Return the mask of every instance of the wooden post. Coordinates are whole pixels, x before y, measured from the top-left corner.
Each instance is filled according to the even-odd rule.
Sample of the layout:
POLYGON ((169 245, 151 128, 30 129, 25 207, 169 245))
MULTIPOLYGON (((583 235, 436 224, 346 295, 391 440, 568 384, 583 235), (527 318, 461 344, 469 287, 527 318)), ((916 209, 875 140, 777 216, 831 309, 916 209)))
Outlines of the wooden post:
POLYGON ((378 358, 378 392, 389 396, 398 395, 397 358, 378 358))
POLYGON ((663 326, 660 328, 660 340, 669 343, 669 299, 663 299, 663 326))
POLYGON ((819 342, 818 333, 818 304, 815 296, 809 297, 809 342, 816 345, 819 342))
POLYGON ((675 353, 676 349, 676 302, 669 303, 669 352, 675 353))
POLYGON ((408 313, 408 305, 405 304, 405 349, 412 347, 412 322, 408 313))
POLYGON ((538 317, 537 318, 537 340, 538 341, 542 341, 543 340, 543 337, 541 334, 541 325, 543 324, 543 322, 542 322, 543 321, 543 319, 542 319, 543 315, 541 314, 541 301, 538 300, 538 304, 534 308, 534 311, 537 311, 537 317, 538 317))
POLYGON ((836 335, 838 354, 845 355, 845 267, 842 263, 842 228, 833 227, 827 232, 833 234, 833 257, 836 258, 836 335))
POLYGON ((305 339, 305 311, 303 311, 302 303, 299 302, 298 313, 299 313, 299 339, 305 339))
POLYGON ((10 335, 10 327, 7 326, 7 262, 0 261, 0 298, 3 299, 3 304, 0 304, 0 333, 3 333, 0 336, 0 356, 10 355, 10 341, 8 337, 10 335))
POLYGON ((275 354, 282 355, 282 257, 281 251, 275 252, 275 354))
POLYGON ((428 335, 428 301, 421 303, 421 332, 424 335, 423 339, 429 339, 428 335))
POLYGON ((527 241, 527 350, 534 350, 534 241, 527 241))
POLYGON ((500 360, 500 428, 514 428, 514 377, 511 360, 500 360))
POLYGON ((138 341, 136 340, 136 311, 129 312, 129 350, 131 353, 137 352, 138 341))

--------------------------------------------------

• _Set task_
Please write out the records starting at the very beginning and ending with the line that contains "POLYGON ((408 313, 408", with both of those lines included.

• _Exercise result_
Return the mask of every instance of the wooden post. Coordinates are whole pixels, x before y, measured from the top-left corner.
Each instance is filled according to the even-odd rule.
Sample of the layout:
POLYGON ((169 245, 151 128, 30 129, 25 207, 169 245))
MULTIPOLYGON (((583 235, 436 224, 346 295, 391 440, 568 384, 583 235), (527 318, 461 344, 469 287, 527 318)), ((916 209, 875 140, 777 216, 831 309, 916 209)))
Outlines of the wooden post:
POLYGON ((378 358, 378 392, 389 396, 398 395, 397 358, 378 358))
POLYGON ((663 326, 660 328, 660 340, 669 343, 669 299, 663 299, 663 326))
POLYGON ((819 342, 818 333, 818 304, 815 296, 809 297, 809 342, 816 345, 819 342))
POLYGON ((675 353, 676 349, 676 302, 669 303, 669 352, 675 353))
POLYGON ((408 313, 408 305, 405 304, 405 349, 412 347, 412 322, 408 313))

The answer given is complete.